**Task instructions**.
Nothing is to be output except the lines from the one containing "# provide a point for each instance of the swimming" through the end of the material, each reproduced exactly.

**The records**.
^^^^^^^^
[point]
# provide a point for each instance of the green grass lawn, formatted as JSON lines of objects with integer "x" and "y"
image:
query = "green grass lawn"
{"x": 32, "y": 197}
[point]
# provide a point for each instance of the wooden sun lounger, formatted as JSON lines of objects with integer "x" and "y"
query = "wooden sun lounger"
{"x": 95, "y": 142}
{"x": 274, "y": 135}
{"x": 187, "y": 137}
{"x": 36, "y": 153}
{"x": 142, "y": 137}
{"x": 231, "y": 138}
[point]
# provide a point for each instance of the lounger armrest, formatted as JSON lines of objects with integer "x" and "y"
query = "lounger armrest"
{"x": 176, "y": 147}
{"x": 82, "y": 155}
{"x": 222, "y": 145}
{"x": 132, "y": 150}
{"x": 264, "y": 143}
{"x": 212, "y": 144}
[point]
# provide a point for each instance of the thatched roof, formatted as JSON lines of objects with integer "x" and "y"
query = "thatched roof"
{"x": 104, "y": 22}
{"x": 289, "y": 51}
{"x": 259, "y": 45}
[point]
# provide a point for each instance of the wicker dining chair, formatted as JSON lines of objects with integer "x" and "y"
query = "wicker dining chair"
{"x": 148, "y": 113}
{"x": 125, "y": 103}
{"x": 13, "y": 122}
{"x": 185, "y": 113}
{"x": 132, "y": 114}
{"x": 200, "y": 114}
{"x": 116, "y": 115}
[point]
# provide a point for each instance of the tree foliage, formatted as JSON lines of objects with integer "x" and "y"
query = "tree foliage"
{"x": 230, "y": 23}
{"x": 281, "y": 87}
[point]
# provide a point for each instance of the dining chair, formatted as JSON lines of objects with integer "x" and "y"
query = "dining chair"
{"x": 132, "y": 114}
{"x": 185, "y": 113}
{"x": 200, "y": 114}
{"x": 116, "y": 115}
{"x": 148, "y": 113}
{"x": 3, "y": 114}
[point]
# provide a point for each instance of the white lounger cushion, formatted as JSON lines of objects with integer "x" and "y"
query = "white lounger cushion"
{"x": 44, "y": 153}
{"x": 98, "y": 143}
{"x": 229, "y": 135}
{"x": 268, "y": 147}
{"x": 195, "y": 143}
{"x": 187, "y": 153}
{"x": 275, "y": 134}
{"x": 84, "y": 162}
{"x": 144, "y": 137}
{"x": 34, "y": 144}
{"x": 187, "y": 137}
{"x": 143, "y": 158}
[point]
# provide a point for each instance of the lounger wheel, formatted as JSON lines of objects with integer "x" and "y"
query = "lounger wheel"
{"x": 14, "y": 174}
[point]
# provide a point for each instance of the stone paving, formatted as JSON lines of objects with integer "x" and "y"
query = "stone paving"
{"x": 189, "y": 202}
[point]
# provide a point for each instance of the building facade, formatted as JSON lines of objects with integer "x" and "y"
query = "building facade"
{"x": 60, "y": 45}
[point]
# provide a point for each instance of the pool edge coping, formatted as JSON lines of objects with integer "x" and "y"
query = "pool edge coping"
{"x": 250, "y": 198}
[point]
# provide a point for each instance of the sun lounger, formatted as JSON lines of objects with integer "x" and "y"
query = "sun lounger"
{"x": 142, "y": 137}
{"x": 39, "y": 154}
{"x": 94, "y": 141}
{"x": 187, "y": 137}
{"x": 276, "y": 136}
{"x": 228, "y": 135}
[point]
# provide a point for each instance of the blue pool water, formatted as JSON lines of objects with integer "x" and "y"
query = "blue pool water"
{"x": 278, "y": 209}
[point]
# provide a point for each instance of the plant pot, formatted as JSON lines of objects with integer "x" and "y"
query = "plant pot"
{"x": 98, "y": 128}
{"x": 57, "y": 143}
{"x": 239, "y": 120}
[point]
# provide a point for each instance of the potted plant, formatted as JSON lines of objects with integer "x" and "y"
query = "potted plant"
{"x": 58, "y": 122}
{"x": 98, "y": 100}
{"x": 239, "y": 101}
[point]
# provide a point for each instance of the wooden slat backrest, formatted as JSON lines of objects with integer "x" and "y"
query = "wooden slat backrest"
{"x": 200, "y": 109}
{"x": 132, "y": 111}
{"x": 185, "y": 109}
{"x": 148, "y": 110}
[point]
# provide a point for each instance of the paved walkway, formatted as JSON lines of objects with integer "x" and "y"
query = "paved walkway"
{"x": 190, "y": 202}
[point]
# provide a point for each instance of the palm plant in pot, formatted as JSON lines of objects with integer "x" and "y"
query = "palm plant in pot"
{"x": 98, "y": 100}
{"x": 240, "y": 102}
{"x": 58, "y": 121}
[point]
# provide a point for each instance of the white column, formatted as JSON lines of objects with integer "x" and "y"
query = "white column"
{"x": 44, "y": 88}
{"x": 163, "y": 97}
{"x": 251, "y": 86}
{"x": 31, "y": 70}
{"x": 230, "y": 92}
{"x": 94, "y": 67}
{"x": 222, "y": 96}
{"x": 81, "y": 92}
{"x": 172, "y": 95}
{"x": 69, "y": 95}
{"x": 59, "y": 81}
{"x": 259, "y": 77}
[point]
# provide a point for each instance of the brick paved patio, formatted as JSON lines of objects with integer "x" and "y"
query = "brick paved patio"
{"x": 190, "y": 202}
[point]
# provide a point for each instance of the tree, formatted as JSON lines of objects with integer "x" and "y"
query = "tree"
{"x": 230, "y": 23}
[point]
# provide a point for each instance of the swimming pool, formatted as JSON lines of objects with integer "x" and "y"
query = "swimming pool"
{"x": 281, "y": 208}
^^^^^^^^
**Reply to the exercise**.
# provide a point for each instance of the swimming pool, formatted as JSON lines of objects with integer "x" and "y"
query = "swimming pool"
{"x": 281, "y": 208}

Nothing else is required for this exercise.